Data items
##########

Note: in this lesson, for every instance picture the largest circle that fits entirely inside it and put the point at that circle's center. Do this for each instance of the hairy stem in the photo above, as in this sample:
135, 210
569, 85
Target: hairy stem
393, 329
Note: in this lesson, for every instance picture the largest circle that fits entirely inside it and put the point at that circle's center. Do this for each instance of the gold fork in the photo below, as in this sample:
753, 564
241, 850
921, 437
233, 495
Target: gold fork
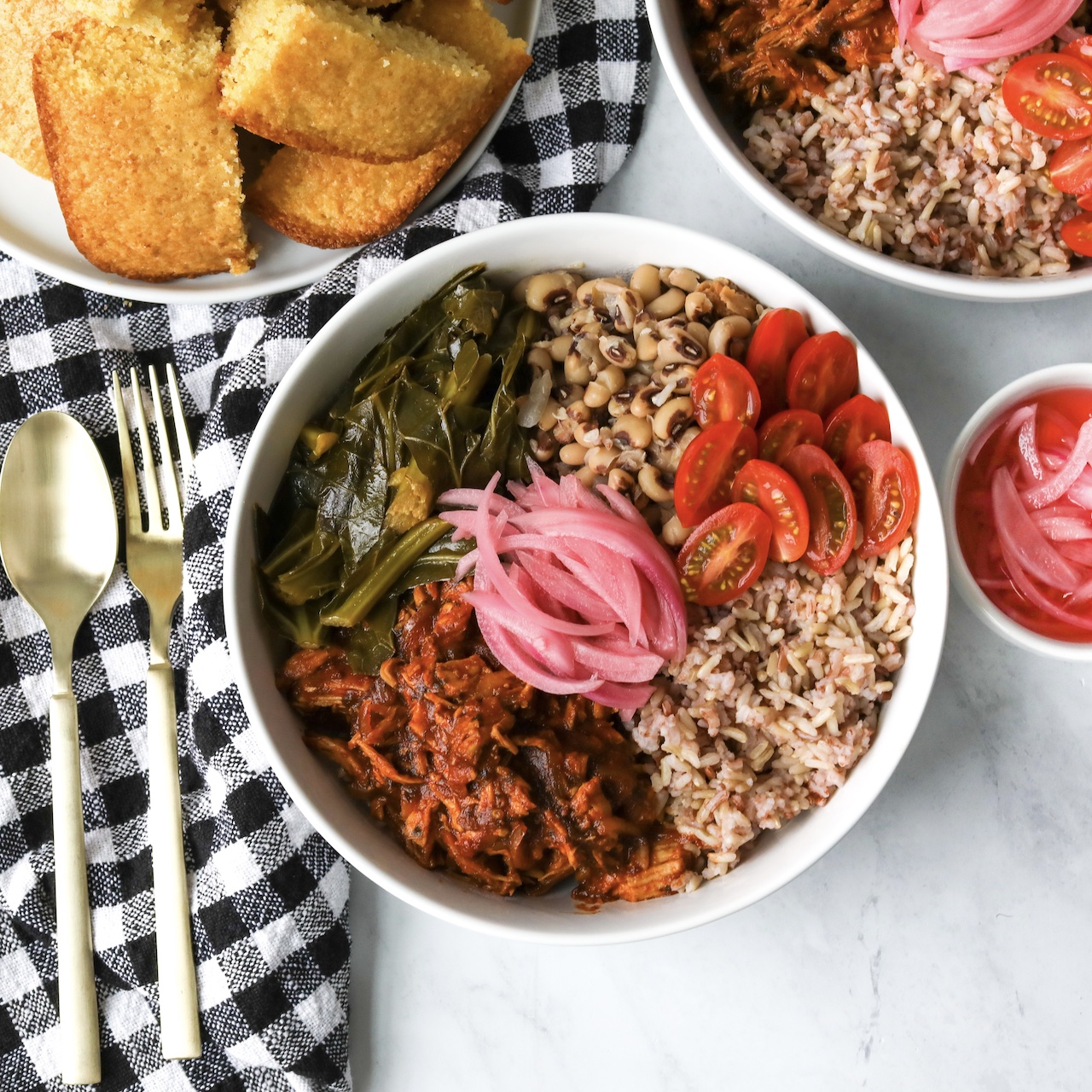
155, 568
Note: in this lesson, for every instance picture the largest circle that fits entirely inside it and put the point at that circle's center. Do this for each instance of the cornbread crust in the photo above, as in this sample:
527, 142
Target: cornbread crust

##########

* [Task goal]: The records above are to be quoted exactly, with all pictures left out.

* [Reply]:
Note: in this lesson, for every instance picture the largest circle that fits entirely inside it and put the point at that circle's center. Do this for each instance of the hairy stem in the photo above, as in this sample:
135, 210
569, 85
Target: hairy stem
393, 329
Note: in this lesson, for every instance picture the largest circle that fits entirely inside it and put the point at that circle's center. Do this for each instance of the gold fork in the photo below, as in this sample:
753, 564
241, 850
921, 437
233, 495
Target: gold fork
155, 568
Note: in this lesson, for every instance picture the largest circle that fits entirely inside it and put the point at that circle's center. Do this for each instance of the cornbread crust in the photo above, as in this sample:
527, 142
Target: cornbread crust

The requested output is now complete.